Problem requirements >> Output every line of the data below verbatim, with no changes of any kind.

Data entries
━━━━━━━━

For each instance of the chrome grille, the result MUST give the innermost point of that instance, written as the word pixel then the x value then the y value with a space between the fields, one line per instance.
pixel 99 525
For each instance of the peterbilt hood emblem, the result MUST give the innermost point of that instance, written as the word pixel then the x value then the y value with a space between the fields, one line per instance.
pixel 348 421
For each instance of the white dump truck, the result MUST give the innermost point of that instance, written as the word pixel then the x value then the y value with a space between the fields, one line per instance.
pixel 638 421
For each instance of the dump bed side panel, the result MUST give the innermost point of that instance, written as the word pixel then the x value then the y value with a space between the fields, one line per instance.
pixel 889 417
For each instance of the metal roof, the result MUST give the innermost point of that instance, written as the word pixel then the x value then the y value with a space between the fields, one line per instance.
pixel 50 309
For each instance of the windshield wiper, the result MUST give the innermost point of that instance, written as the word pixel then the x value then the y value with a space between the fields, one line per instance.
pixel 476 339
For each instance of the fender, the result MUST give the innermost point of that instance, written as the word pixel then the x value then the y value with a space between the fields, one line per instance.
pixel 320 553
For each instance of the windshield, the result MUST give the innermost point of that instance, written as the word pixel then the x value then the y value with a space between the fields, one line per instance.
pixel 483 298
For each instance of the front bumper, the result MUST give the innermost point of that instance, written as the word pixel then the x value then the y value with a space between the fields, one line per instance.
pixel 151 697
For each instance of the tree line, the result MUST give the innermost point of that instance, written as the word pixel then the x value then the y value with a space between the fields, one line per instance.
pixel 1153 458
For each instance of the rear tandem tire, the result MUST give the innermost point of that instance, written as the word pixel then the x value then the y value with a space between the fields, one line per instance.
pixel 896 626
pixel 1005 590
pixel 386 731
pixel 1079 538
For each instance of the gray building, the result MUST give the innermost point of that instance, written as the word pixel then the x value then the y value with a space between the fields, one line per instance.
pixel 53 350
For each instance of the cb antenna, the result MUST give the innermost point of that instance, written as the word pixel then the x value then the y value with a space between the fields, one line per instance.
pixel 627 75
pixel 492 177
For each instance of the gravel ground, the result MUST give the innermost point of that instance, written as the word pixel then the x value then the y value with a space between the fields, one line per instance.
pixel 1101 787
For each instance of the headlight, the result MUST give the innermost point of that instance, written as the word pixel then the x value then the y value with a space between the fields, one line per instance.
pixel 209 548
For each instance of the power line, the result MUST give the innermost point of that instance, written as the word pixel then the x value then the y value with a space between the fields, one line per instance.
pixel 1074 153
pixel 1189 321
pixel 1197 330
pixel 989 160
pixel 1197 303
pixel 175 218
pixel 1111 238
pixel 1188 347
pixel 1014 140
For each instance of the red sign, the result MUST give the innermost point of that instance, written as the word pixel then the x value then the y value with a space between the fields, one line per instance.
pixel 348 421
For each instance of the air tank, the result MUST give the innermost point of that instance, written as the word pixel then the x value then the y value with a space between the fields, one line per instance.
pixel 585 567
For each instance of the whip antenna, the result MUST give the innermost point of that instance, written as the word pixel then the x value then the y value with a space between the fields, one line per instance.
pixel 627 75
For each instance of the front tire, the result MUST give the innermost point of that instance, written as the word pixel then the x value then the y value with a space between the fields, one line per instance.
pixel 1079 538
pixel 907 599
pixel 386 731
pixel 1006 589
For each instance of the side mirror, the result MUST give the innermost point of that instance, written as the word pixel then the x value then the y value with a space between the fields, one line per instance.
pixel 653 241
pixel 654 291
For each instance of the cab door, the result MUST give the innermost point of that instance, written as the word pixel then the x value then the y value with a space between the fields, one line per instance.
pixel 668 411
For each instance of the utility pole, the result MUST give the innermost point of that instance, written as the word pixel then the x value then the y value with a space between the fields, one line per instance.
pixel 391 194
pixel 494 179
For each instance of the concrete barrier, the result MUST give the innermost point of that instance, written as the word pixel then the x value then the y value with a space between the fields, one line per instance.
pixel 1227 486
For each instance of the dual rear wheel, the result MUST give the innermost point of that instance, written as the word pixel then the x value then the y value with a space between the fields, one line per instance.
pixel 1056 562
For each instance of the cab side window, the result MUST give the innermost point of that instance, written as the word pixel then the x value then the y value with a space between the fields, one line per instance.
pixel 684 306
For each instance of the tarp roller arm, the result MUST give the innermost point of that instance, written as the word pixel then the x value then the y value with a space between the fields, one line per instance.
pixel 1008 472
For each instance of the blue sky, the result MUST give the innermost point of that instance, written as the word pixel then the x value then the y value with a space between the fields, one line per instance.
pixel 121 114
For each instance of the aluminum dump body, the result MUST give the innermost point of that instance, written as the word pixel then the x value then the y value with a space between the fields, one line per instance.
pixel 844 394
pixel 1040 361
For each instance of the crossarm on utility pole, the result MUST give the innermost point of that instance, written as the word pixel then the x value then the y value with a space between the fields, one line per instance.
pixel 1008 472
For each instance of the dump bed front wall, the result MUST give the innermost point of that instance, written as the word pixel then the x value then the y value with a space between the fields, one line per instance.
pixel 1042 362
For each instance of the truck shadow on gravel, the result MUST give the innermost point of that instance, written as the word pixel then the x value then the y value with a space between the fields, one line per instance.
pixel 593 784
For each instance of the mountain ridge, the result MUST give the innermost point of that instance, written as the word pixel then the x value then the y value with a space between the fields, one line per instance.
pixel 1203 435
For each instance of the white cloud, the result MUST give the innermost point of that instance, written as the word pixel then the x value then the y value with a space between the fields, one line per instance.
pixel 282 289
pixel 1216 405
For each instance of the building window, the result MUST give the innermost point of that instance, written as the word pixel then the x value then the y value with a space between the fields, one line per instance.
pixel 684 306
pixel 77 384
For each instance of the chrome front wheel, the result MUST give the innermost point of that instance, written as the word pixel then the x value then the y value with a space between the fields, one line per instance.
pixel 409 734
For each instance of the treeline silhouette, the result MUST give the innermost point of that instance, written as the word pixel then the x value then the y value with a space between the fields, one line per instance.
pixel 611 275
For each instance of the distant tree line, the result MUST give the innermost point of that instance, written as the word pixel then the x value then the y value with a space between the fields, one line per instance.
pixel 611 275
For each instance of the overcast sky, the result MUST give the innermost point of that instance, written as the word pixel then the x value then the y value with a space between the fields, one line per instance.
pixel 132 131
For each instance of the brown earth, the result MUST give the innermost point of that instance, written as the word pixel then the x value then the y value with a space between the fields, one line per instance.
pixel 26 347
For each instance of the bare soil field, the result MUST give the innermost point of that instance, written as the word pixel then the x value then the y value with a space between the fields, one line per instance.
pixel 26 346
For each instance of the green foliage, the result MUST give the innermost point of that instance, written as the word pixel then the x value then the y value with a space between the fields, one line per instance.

━━━━━━━━

Exercise result >>
For each instance of the chrome grille, the result MUST give the innermost point of that instance, written as the word pixel then the x value then the y value with a space between the fields, one line per instance.
pixel 99 525
For each instance of the peterbilt hood emblem, the result MUST give the innermost point of that instance, written as the word pixel then the x value then the y value with a space between the fields, one line per instance.
pixel 348 421
For each instance of the white dump truck, the result MUST give the innermost point of that instance, written as the word pixel then the x value then the y value with a space between the fields, one line per instance.
pixel 638 421
For each instance of the dump bed side panel, the result MUST give the innermost point of that instance, written as the word pixel then the x value then the y value with a space between the fields, one line per instance.
pixel 889 417
For each instance of the metal roof, the result MUST give the innermost point of that instance, written as the word pixel then the x value then the y value with a space between the fields, one line per instance.
pixel 50 309
For each instance of the windshield wiper, the result MUST give the innermost point of that instance, written as the word pixel then the x value then the y value with a space between the fields, one line per instance.
pixel 476 339
For each instance of the fender, the result MUST give the innermost point of that instance, written as the word pixel then the x value then the y value with a space between the fields, one line per instance.
pixel 320 553
For each instance of the windshield, the result MUST give the innermost point of that instance, written as the word pixel then the x value then the y value with a space between the fields, one line per instance.
pixel 483 298
For each instance of the front bumper, the result MUST give the innermost point of that instance, written as the word pixel then the x value then the y value with a space between the fields, one line per instance.
pixel 151 697
For each instance of the tree line, the result MUST give the innermost point of that instance, written as the word pixel then the x value then the y value with a space between the fields, one line per instance.
pixel 1153 458
For each instance of the rear tandem tire, the result MUST give the innermost point of that instance, written as the word pixel then the x value then the y value with a space between the fields, one line per instance.
pixel 896 626
pixel 1005 590
pixel 386 731
pixel 1079 538
For each instance of the gray building, the result MUST give the innermost point of that instance, written as the word pixel then the x value then the y value with a space between the fields, one line per instance.
pixel 53 350
For each instance of the cb antenna, the result MUST give the innermost point of that instance, written as the word pixel then the x value then the y value with a space between the fields, one line per instance.
pixel 627 75
pixel 492 177
For each instance of the gravel ground, the result MUST give the innermost point of that instance, written as the word pixel then the x value then the y value with a space between the fields, one line per instance.
pixel 1101 787
For each instance of the headlight, the result MUST give the innermost point of that instance, written as the word pixel then the x value then the y value with a space between the fields, one line per instance.
pixel 209 548
For each instance of the power line, the result MUST give the innermost point of that instance, written as the word pixel then the x value then the y value with a space between the fields, one line per instance.
pixel 1074 153
pixel 1189 321
pixel 1197 330
pixel 989 160
pixel 1197 303
pixel 175 218
pixel 1111 238
pixel 1188 347
pixel 1014 140
For each instance of the red sign, the result MUST give the innermost point of that instance, written as the word pixel then the x value then the y value with a space between the fields, one line per instance.
pixel 348 421
For each instance of the air tank, the result MUST give the innermost point of that instance, written as the word pixel then the x value then the y value with a space between the fields, one line per instance.
pixel 585 567
For each instance of the whip antenna, the result MUST give the innermost point of that instance, written as the word pixel then the x value then the y value with a space between the fields, one line per instance.
pixel 627 75
For each instance of the front tire, the result MUST give the innermost point of that instance, written as the word pixel then the x value then the y value with a space between the fields, one line per instance.
pixel 1079 538
pixel 907 599
pixel 386 731
pixel 1006 589
For each instance of the side mirror, the result MUST give the innermost point of that instance, written as the word pixel then the x value then the y value with a space between the fields, one line per instance.
pixel 653 241
pixel 654 291
For each instance of the cab door, the result MUST give the innermost point of that instance, written as the word pixel then the x value then the y value with a space between the fields, one line per instance.
pixel 668 411
For each instance of the utility pole, the result MUST give the innermost point of that instance, written as the word pixel then the x value then the y value with a space between the fields, one line per instance.
pixel 391 194
pixel 494 179
For each instance of the concrete barrier, the result MUST give the innermost point of that instance, written as the word pixel then the x value then the y value with a space between the fields, one line per instance.
pixel 1227 486
For each instance of the dual rear wheel, the result MUST give the innermost point of that instance, written as the word pixel then the x value then the y value with a space between the fields, one line per instance.
pixel 1056 562
For each instance of the cab side window, the result MUST give the innermost point of that instance, written as the word pixel then the x value then the y value with a space between the fields, one line per instance.
pixel 684 306
For each instance of the tarp roller arm, the result MUST give the innermost point of that instance, written as the word pixel then the x value then the y value with a space between the fields, one line per instance.
pixel 1008 472
For each instance of the blue sky, the result MUST give the innermost point of that instance, written as the word pixel then the x value then the y value with a space between the fields, one line per instance.
pixel 121 114
For each instance of the aluminum dump body, the result MUST give the innermost point of that instance, written as the word pixel then the x value then the y value with a space between the fields, one line per instance.
pixel 844 394
pixel 1040 361
For each instance of the crossarm on utility pole, the result MUST give the innermost point of that instance, written as the word pixel then the x value then the y value with a space between the fields, one line per instance.
pixel 1008 472
For each instance of the dump bed front wall, the result MUST give the innermost point of that instance, written as the word pixel then the x value then the y value with a space between the fields, one line per instance.
pixel 1042 362
For each instance of the truck shadow on gravel, the result MUST give the innermost point of that instance, written as the word pixel then the x value then the y value with a space between the fields, one line per instance.
pixel 593 784
For each instance of the mountain ridge, the result MUST give the innermost point of that instance, written as the word pixel then the x value then the y value with a space between the fields, one line per instance.
pixel 1203 435
For each instance of the white cloud, the result MUST give the innermost point of that instance, written as the word pixel then the x value then the y value with a space between the fields, one line per instance.
pixel 282 289
pixel 1216 405
For each instance of the building window, the result MUST give the innermost point of that instance, written as the word pixel then the x value then the y value with a space between the fields, one line per instance.
pixel 684 306
pixel 77 384
For each instance of the chrome front wheel, the result MUST give the innermost point of that instance, written as the word pixel then the x value then the y value with a space between the fields, one line per instance.
pixel 409 734
For each instance of the treeline silhouette, the result MUST give the innermost point of that instance, written as the word pixel then the x value then the y value with a space between the fields, one line per instance.
pixel 611 275
For each instance of the distant tree line, the result MUST give the innermost point of that instance, written as the word pixel then the x value then the y value with a space between the fields, one line per instance.
pixel 611 275
For each instance of the overcast sky, the result MUST give the innermost point of that instance, written as the word pixel then the x value then the y value with a space between the fields, one line per instance.
pixel 132 131
For each instance of the brown earth, the result MUST give the innermost point of that instance, written as the word pixel then the x value then the y value with a space between the fields, one line per instance.
pixel 26 347
For each instance of the bare soil field, the result MUST give the innermost point of that instance, written as the word pixel then the x value then the y value with a space between the fields, one line per instance.
pixel 26 346
For each instance of the green foliage, the result MUST give the innermost point of that instance, written as the word pixel then the x value then the y value with a space between the fields, one line per instance.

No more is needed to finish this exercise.